Written problem: Render the entries below as a JSON list of strings, one string per line with blank lines left out, starting at the line containing "Each instance of the sculpted neck" and continuing through the line containing "[[180, 441], [283, 177]]".

Input data:
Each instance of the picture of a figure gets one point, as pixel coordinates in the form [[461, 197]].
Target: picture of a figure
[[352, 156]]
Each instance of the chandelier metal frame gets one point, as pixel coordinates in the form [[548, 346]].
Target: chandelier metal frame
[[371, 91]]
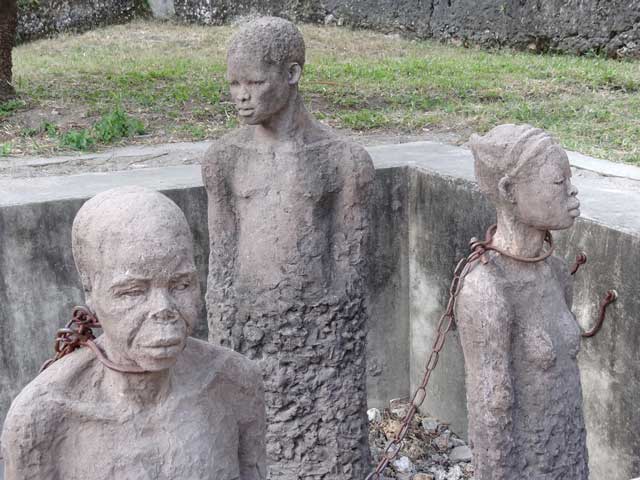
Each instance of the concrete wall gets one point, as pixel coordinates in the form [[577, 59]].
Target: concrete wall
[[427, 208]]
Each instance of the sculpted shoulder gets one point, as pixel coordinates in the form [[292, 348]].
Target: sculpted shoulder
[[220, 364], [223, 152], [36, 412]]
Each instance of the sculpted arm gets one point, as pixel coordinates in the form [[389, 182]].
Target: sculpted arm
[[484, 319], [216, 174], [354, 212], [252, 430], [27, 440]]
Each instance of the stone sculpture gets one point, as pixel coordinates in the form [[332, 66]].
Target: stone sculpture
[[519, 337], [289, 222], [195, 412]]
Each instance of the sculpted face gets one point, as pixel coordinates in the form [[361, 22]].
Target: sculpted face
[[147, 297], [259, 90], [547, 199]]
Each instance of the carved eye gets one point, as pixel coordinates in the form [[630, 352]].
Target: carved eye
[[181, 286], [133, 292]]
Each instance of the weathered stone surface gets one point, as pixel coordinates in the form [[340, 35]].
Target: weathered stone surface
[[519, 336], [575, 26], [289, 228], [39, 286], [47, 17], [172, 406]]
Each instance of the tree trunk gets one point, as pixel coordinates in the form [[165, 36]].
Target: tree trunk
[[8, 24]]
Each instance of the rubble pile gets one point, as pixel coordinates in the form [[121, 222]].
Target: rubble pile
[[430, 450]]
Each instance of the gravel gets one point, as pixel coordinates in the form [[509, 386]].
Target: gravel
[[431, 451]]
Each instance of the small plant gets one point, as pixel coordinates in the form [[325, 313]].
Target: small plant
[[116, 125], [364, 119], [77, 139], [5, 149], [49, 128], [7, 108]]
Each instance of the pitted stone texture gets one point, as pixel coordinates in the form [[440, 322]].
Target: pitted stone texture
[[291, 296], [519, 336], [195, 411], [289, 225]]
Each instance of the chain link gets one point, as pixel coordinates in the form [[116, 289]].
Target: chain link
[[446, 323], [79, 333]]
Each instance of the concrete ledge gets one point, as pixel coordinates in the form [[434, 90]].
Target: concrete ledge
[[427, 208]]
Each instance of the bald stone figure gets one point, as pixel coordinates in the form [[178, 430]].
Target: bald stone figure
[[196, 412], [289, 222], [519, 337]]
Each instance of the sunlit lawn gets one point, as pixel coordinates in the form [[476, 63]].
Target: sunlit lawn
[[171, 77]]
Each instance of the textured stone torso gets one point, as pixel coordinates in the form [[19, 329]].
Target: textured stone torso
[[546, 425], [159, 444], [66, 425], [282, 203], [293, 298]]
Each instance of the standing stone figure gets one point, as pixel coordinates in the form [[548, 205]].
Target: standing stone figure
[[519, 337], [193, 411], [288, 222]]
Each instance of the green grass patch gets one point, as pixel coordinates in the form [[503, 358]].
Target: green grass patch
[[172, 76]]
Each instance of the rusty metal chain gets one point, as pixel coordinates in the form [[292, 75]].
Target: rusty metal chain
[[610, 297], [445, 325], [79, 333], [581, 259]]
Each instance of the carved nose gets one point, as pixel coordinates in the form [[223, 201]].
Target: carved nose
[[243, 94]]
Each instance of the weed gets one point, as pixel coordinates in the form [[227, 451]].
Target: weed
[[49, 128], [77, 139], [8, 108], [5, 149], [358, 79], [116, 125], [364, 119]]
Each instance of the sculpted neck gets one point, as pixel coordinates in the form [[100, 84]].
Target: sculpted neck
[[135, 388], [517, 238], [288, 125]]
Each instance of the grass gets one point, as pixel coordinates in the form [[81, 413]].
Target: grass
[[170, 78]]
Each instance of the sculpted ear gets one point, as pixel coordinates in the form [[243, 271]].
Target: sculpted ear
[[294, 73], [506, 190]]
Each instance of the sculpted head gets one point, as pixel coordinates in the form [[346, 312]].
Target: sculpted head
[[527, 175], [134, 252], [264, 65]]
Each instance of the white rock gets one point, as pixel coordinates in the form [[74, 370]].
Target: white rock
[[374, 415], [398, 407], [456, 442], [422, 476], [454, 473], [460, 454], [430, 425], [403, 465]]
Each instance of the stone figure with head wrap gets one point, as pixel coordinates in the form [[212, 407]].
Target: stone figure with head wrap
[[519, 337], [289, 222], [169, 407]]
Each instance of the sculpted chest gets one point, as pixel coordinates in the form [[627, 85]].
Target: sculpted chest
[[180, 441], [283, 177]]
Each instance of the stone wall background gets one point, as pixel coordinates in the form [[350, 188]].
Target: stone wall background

==

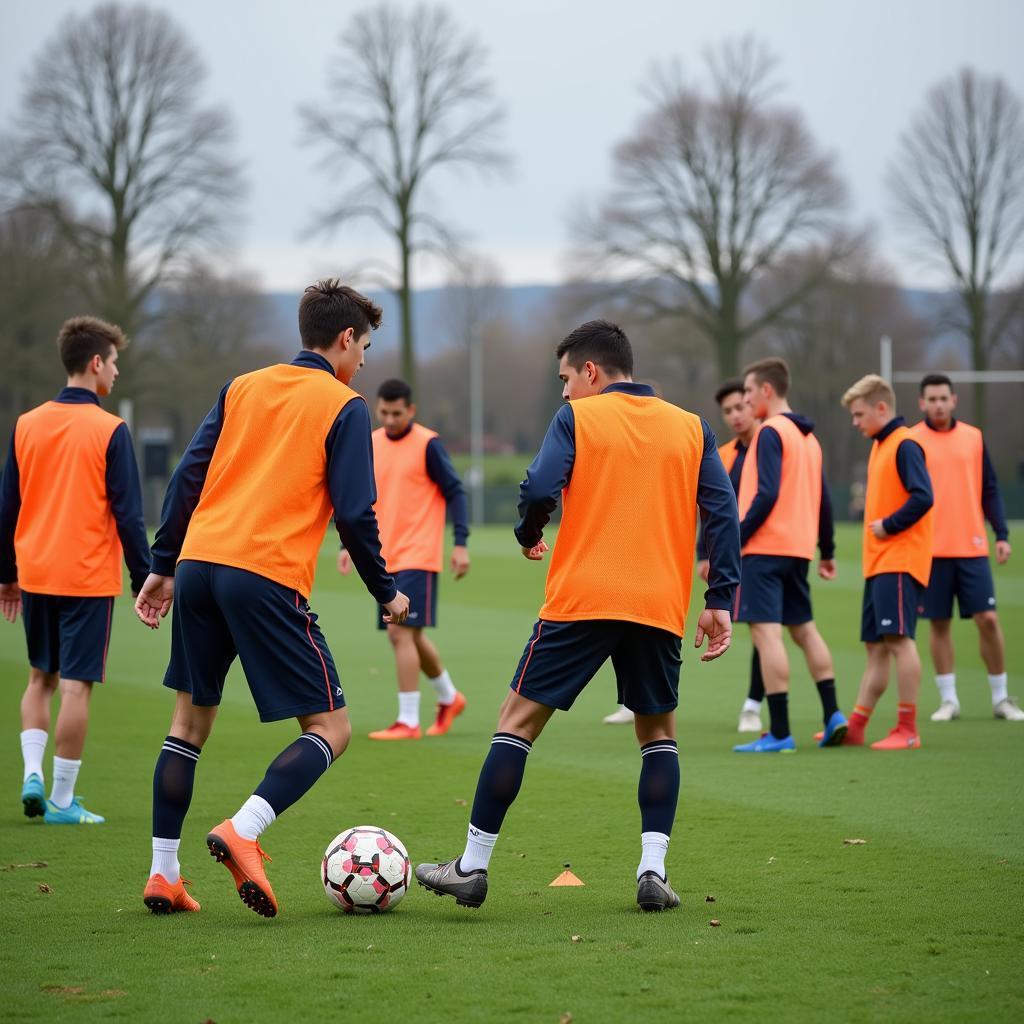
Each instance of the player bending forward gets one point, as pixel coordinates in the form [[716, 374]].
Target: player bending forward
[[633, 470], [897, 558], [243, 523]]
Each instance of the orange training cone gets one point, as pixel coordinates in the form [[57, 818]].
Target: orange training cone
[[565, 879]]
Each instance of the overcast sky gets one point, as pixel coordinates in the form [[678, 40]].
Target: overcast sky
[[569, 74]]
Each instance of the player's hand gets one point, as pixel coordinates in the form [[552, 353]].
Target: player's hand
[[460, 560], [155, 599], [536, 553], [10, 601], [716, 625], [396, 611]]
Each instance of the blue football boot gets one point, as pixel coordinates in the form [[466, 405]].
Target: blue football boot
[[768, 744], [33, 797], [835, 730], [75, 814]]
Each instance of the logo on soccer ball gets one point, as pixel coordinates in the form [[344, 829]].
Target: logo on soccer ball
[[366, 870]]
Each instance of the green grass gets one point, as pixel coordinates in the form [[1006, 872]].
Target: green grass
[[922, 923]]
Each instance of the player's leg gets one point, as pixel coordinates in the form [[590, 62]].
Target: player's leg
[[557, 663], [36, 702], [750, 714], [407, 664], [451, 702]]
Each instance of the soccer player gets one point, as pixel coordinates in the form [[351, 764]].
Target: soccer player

Correct result:
[
  "Each instance of the sculpted neck gets one point, as pixel coordinates in the form [[100, 84]].",
  "Target: sculpted neck",
  "[[135, 388], [517, 238], [288, 125]]",
  "Each instance of the grass gets one point, as pixel coordinates in the form [[81, 413]].",
  "Target: grass",
  "[[170, 78]]",
  "Each instance of the sculpted ear gets one point, as pixel coordinates in the form [[243, 271]].",
  "Target: sculpted ear",
  "[[294, 73], [506, 190]]",
  "Each instance of the sculpted head gets one point, as pixel coordinates in the form [[346, 312]].",
  "Target: sculpted head",
  "[[527, 175], [134, 252], [264, 65]]",
  "Each instance of the white rock gets one point, as pixel coordinates in the form [[74, 370]].",
  "Target: white rock",
  "[[374, 415], [398, 407], [456, 442], [422, 476], [454, 473], [460, 454], [430, 425], [403, 465]]",
  "Each instance of the stone figure with head wrap gets one point, as pixel coordinates in the form [[212, 407]].",
  "Target: stone figure with head wrap",
  "[[519, 337], [289, 222], [169, 407]]",
  "Each instance of the sculpted chest gets one point, as pixel coordinates in the form [[627, 85]].",
  "Target: sculpted chest",
  "[[180, 441], [283, 177]]"
]